* **What is required**: You are to retype exactly the line with "If you could point to the drawer" and every line after it in the entries below.

* **Source material**:
════════
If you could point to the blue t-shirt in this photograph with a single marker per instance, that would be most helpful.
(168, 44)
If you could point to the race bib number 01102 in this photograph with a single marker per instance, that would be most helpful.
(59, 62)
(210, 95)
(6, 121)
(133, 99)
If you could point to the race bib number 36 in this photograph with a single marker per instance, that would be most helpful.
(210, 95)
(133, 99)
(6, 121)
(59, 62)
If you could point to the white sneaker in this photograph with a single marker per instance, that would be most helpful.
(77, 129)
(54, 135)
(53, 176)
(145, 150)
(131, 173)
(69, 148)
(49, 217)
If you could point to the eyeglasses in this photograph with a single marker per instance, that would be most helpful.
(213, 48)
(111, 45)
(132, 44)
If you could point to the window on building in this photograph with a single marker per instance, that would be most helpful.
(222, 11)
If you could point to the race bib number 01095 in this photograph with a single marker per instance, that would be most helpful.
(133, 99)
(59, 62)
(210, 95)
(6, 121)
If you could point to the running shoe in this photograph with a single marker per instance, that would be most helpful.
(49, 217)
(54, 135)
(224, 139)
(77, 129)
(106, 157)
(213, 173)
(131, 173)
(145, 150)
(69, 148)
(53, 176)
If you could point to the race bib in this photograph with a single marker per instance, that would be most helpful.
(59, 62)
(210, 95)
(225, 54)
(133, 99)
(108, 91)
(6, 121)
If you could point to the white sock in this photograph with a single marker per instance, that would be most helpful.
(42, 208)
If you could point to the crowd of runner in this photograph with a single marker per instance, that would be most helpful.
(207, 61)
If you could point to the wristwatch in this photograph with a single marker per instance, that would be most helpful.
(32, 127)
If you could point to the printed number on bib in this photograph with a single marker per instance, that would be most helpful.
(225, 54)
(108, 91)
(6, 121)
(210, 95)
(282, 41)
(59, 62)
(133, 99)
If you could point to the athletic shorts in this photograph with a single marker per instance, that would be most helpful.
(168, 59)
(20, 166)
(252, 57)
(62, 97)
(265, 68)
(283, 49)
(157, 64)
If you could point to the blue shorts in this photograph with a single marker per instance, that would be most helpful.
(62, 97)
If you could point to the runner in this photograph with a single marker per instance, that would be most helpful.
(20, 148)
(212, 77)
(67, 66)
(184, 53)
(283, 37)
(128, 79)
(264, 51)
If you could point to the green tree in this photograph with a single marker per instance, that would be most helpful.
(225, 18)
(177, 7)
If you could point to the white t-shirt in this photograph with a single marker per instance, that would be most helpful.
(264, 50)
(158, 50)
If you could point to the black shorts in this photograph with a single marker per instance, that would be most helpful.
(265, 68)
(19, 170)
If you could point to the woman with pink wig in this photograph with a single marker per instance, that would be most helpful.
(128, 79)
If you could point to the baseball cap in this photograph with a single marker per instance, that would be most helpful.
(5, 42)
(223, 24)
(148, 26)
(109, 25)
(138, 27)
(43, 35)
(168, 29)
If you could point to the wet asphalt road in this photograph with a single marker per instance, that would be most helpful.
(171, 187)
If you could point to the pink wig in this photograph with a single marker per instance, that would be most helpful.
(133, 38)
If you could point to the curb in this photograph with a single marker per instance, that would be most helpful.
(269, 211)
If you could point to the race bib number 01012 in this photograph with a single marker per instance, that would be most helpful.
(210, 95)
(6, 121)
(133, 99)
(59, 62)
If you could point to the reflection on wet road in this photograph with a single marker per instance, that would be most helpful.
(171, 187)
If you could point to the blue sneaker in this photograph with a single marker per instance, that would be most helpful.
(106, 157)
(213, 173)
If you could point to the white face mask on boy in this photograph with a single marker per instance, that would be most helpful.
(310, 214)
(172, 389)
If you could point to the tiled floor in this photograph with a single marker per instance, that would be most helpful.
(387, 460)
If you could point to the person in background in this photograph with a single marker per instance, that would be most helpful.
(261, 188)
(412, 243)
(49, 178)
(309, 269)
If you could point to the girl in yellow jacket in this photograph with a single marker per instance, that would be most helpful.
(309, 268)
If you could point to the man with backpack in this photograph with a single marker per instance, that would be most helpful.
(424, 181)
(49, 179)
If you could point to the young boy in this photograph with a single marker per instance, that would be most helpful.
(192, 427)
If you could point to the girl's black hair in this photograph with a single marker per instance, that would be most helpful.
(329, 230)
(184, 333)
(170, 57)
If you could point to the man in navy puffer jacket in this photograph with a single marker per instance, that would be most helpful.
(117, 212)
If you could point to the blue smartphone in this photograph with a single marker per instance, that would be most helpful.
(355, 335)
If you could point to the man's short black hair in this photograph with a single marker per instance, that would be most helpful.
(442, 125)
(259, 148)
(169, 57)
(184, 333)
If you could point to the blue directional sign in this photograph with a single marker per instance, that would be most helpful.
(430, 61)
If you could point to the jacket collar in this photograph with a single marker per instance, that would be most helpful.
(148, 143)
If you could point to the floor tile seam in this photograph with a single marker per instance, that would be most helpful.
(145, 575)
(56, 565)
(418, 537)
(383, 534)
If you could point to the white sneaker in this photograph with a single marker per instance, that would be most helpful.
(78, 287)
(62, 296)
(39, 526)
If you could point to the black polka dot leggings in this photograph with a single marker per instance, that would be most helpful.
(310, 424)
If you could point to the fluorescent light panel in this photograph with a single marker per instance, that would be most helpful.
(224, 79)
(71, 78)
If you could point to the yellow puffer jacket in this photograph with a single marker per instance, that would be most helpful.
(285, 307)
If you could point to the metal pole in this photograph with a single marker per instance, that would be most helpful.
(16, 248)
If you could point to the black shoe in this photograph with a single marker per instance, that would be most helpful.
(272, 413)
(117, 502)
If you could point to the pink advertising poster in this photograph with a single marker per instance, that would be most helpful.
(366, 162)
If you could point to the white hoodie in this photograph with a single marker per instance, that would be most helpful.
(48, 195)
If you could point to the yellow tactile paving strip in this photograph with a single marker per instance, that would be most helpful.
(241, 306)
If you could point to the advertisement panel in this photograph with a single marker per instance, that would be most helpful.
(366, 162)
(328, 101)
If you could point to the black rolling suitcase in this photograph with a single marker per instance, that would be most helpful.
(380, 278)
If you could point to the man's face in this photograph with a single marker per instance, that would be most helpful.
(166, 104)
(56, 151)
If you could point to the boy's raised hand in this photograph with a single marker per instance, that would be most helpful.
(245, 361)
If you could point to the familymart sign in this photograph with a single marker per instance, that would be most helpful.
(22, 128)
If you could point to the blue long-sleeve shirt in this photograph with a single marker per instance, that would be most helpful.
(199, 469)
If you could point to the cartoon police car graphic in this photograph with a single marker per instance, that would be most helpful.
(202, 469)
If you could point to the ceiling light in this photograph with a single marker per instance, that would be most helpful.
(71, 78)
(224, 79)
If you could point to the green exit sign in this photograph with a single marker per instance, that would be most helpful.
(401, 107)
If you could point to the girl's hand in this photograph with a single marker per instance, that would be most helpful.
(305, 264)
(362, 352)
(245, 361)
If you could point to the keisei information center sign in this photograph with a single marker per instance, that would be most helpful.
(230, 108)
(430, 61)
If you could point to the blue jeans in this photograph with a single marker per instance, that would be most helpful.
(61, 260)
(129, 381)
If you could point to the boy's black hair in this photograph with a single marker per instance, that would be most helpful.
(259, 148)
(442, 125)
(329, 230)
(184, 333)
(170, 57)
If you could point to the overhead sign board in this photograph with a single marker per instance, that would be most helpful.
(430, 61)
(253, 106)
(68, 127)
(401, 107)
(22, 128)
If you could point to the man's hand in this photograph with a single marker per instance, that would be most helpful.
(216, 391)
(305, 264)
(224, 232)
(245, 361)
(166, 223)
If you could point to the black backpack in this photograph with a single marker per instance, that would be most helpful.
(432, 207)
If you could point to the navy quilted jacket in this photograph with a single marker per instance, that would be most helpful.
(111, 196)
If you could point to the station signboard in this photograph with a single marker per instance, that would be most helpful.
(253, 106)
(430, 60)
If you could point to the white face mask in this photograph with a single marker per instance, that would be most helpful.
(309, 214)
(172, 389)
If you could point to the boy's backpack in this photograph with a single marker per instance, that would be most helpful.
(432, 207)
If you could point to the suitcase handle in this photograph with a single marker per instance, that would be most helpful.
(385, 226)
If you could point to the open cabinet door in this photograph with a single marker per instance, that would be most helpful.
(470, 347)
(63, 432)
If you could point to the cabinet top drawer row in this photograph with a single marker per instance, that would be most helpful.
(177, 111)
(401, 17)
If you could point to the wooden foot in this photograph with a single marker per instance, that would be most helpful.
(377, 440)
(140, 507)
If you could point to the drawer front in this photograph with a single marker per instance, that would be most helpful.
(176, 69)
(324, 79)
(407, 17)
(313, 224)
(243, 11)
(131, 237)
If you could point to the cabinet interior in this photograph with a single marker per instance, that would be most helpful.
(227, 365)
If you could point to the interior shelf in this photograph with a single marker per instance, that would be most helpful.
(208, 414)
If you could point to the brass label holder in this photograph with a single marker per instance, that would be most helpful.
════════
* **Task answer**:
If you could point to the drawer front in this photograph with a single marker per instance, that would be most helpful.
(176, 69)
(324, 79)
(407, 17)
(313, 224)
(243, 11)
(131, 237)
If you could point to the cabinet interior in this photograph with a single marker per instance, that would be most helpful.
(227, 365)
If you could point to the interior shelf in this photograph with a single marker per instance, that would be most helpful.
(208, 414)
If you could point to the brass label holder in this photograph with a single marker per instance, that would be most helpful.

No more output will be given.